TASK STATEMENT: Reproduce the records below, substituting "grasp-planner list" for each occurrence of "pick-planner roster" and keeping everything else unchanged.

(Pointing data excerpts)

--- start ---

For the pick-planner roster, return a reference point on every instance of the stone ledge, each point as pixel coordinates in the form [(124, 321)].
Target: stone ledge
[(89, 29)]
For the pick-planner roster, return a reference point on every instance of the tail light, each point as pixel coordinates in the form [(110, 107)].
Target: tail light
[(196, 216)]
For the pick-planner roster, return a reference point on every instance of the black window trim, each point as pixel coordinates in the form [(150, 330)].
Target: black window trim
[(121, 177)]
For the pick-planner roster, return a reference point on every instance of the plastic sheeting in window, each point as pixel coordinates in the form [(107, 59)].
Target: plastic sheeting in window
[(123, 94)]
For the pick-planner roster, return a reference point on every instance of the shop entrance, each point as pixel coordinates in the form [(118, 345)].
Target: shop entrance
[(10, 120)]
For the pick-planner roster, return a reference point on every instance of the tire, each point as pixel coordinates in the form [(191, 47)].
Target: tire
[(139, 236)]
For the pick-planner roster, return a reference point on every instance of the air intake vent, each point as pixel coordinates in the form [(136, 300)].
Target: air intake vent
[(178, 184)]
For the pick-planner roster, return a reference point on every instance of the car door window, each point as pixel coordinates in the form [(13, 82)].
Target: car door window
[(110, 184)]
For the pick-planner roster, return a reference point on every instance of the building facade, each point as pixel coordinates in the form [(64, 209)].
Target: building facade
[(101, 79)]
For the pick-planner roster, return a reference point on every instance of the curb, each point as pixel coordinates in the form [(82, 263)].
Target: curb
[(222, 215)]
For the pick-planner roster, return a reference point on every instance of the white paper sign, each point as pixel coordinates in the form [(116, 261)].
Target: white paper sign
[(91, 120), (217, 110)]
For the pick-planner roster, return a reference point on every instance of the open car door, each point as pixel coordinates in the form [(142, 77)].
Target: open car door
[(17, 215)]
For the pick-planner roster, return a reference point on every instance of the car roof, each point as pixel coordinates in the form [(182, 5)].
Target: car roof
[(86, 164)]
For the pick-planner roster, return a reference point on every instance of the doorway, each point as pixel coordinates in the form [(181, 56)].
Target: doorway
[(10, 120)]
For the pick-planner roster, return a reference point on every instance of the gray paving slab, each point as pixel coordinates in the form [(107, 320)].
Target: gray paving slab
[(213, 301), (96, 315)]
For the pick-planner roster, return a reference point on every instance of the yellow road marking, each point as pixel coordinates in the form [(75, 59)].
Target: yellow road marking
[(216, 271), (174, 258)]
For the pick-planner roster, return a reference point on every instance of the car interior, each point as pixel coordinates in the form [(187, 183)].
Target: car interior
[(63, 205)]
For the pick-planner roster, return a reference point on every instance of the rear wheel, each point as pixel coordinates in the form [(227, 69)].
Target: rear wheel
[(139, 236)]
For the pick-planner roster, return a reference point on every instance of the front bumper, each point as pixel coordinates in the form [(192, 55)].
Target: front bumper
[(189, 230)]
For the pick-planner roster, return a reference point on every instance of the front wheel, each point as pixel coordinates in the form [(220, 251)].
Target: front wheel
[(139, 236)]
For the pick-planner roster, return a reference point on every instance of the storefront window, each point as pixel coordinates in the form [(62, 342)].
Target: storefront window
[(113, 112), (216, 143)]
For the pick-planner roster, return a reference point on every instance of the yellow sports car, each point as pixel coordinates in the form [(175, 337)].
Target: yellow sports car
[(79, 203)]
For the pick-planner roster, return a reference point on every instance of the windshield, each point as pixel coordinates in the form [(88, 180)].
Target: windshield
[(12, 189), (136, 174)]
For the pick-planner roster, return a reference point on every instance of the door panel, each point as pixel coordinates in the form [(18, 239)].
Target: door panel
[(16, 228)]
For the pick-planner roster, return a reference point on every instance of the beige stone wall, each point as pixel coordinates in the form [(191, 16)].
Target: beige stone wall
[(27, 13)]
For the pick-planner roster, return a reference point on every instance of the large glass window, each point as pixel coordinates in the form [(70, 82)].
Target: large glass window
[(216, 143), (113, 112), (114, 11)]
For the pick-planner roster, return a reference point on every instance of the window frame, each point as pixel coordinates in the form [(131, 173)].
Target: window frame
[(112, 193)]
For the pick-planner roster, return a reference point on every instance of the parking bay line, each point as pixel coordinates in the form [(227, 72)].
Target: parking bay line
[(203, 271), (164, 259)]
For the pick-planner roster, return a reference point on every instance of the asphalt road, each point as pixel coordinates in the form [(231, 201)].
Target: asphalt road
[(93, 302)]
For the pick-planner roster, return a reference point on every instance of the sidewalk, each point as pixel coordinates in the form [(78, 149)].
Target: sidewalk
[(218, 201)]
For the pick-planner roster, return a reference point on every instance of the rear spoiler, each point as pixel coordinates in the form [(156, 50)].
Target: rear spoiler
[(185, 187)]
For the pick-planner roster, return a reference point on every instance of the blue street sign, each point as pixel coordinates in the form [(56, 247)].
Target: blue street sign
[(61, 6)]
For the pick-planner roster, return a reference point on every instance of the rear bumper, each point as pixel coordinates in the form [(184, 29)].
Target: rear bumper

--- end ---

FULL RESPONSE:
For the grasp-planner list, return a reference point on every instance of the stone ledge, each point as pixel coordinates in the form [(124, 321)].
Target: stone ledge
[(89, 29)]
For the grasp-planner list, return a reference point on every instance of the tail light, each point as pixel coordinates in the form [(110, 107)].
Target: tail light
[(196, 216)]
For the grasp-planner list, return a reference point on every instance of the black window trim, each point as pixel coordinates in the form [(150, 330)].
Target: black window trim
[(121, 177)]
For the grasp-planner list, return a reference point on every instance of the plastic sheeting in window, each point as pixel coordinates in the form [(107, 59)].
Target: plastic sheeting in window
[(123, 94)]
For the grasp-planner list, return a reference point on every instance of the shop entrance, each point as pixel coordinates in the form [(118, 345)].
Target: shop entrance
[(10, 120)]
For the grasp-planner list, return a reference point on every instance of the tire, each point as pixel coordinates in the form [(191, 47)].
Target: tire
[(139, 236)]
For the grasp-planner list, return a reference point on every instance of the air intake vent, each point as pixel coordinates in the form [(136, 300)].
Target: air intake vent
[(178, 184)]
For the grasp-planner list, return a reference point on every instance of the car door window, each point as pixel coordinates in the form [(13, 82)].
Target: car door window
[(110, 184)]
For the grasp-planner list, return a reference point on every instance of the building facade, each point as pixel coordinates in the form [(64, 209)].
Target: building facade
[(101, 79)]
For the grasp-planner list, return a reference point on every instance of the curb, each point as pixel coordinates in the form [(82, 263)].
Target: curb
[(222, 215)]
For the grasp-planner list, return a reference point on every instance of the white paper sign, each point as pixel coordinates in the form [(116, 261)].
Target: white paper sign
[(91, 120), (217, 110)]
For the grasp-planner list, return a reference point on every instance of the open car door, each point as pixel coordinates in the form [(142, 77)].
Target: open car door
[(17, 215)]
For the grasp-planner list, return a reference point on every instance of the car roof, each point as pixel coordinates in the form [(182, 5)].
Target: car roof
[(86, 164)]
For the grasp-planner list, return a reference point on every instance of the doorway, each point as pixel coordinates in the form [(181, 56)].
Target: doorway
[(10, 120)]
For the grasp-planner list, return a reference point on every instance of the gray paving slab, each point as pixel coordinates in the form [(107, 320)].
Target: gray paving slab
[(213, 301), (96, 315)]
For the grasp-planner list, return a reference point on every instance of the yellow road marking, each point as pixel coordinates in the form [(75, 59)].
Target: yellow road marking
[(216, 271), (174, 258)]
For the grasp-planner list, return a reference point on every instance of the car interior, each point as pixel coordinates in the form [(187, 183)].
Target: car interior
[(63, 205)]
For the grasp-planner list, return a reference point on every instance of the rear wheel, each point as pixel coordinates in the form [(227, 69)].
Target: rear wheel
[(139, 236)]
For the grasp-planner list, return a reference point on every instance of the front bumper, each point as pixel coordinates in the form [(192, 55)].
Target: front bumper
[(189, 230)]
For the grasp-planner list, return a reference point on every instance of the front wheel, each point as pixel coordinates in the form [(220, 251)].
Target: front wheel
[(139, 236)]
For the grasp-planner list, return a reference point on every instance of the storefront window, each point as pixel coordinates in the form [(62, 342)].
Target: storefront window
[(113, 112), (216, 143)]
For the grasp-planner list, return a reference point on every instance of the yellow sports car, each point as pixel coordinates in the form [(175, 337)].
Target: yellow sports car
[(79, 203)]
For the grasp-planner list, return a reference point on every instance of the windshield, each point as pixel coordinates in the form [(88, 180)].
Target: windshield
[(12, 189), (136, 174)]
For the grasp-planner list, return a reference point on every instance of the door panel, each point as pixel coordinates in the form [(18, 239)].
Target: door panel
[(16, 228)]
For the grasp-planner list, return a reference point on every instance of the beige stone wall, each point as pixel coordinates in the form [(191, 16)].
Target: beige stone wall
[(27, 13)]
For the grasp-planner list, return a reference point on every instance of the large glass window, each point as pixel coordinates in the form [(70, 82)].
Target: large glass window
[(216, 143), (113, 112), (114, 11)]
For the grasp-planner list, return a reference point on every instance of the window frame, each point as pixel coordinates in the form [(131, 173)].
Target: window frame
[(112, 193)]
For the grasp-planner list, return a reference point on every instance of the parking bay line, each point as pixel coordinates in the form [(227, 72)].
Target: parking bay line
[(203, 271), (164, 259)]
For the grasp-planner list, return a reference point on every instance of the asphalt road, each point as pixel coordinates in the form [(231, 201)].
Target: asphalt road
[(93, 302)]
For the grasp-planner list, return a reference point on every instance of the sidewalk, each point as pixel coordinates in the form [(78, 149)].
Target: sidewalk
[(218, 201)]
For the grasp-planner list, return a reference point on every instance of the rear spoiler, each point as pixel coordinates in the form [(156, 50)].
Target: rear spoiler
[(185, 187)]
For the grasp-planner list, return a reference point on every instance of the blue street sign, each point as pixel coordinates in the form [(56, 247)].
Target: blue street sign
[(61, 6)]
For the grasp-planner list, return a reference point on every instance of the rear bumper, each point as pixel coordinates in the form [(184, 29)].
Target: rear bumper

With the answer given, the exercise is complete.